■ Document passage
◆ ◆ ◆ ◆ ◆

Combing Equation (4) and Equation (5) gives

$\frac{1}{r}\frac{\text{d}}{\text{d}r}\left(r\frac{\text{d}\psi \left(r\right)}{\text{d}r}\right)=\frac{2{n}_{0}{z}_{\nu}{e}_{0}}{\epsilon}\mathrm{sinh}\left[\frac{{z}_{\nu}{e}_{0}\psi \left(r\right)}{{k}_{b}T}\right]$ (6)

which is subject to the following boundary conditions

${\psi \left(r\right)|}_{r=R}={\psi}_{0}$, ${\frac{\text{d}\psi \left(r\right)}{\text{d}r}|}_{r=0}=0$ (7)

where
${\psi}_{0}$ is wall zeta potential, *r* is radial coordinate and *R* is radius of the circular microchannel.

Assuming that the electrical potential is small enough, the Debye-Hückel linearization approximation can be applied to the hyperbolic sine function appearing on the right hand side of Equation (6), which means that the electrical potential is physically small compared to the thermal energy of the charged species [28]. Thus, Equation (6) can be simplified as

$\frac{1}{r}\frac{\text{d}}{\text{d}r}\left(r\frac{\text{d}\psi \left(r\right)}{\text{d}r}\right)={\kappa}^{2}\psi \left(r\right)$, and $\kappa ={\left(\frac{2{n}_{0}{z}_{\nu}^{2}{e}_{0}^{2}}{\epsilon {k}_{b}T}\right)}^{1/2}$ (8)

where $\kappa $ is the Debye-Hückel parameter, which $1/\kappa $ usually represents the thickness of the EDL in physical.

◆ ◆ ◆ ◆ ◆

■ Material supplied
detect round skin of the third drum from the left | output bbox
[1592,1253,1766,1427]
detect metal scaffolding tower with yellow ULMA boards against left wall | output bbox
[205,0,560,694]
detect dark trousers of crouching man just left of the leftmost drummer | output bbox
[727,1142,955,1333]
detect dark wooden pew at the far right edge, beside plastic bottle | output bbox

◆ ◆ ◆ ◆ ◆

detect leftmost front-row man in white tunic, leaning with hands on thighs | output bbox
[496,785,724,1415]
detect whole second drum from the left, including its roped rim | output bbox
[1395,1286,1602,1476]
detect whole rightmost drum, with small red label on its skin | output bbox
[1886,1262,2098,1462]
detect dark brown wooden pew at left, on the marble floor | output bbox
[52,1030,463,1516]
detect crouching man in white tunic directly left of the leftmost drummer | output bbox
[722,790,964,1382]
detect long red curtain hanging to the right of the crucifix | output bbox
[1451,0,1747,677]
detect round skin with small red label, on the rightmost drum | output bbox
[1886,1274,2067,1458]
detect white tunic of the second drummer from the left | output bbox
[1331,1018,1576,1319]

◆ ◆ ◆ ◆ ◆

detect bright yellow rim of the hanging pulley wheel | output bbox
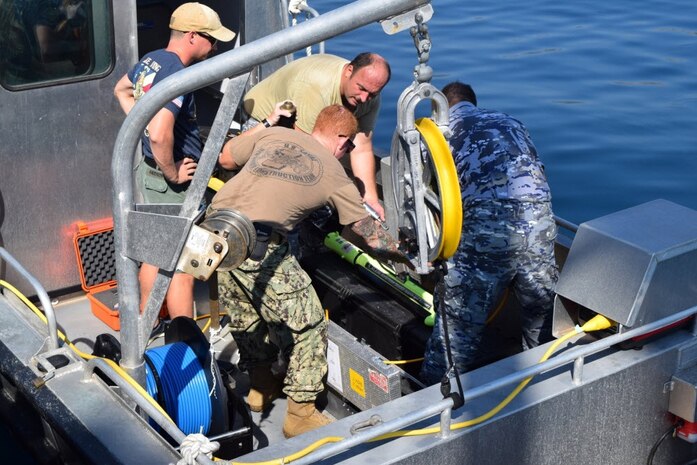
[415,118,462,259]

◆ ◆ ◆ ◆ ◆

■ What you have to do
From the passage on the electrical potential in a circular microchannel, reproduce word for word everything from "Assuming that the" down to "EDL in physical.".

■ Solution to this task
Assuming that the electrical potential is small enough, the Debye-Hückel linearization approximation can be applied to the hyperbolic sine function appearing on the right hand side of Equation (6), which means that the electrical potential is physically small compared to the thermal energy of the charged species [28]. Thus, Equation (6) can be simplified as

$\frac{1}{r}\frac{\text{d}}{\text{d}r}\left(r\frac{\text{d}\psi \left(r\right)}{\text{d}r}\right)={\kappa}^{2}\psi \left(r\right)$, and $\kappa ={\left(\frac{2{n}_{0}{z}_{\nu}^{2}{e}_{0}^{2}}{\epsilon {k}_{b}T}\right)}^{1/2}$ (8)

where $\kappa $ is the Debye-Hückel parameter, which $1/\kappa $ usually represents the thickness of the EDL in physical.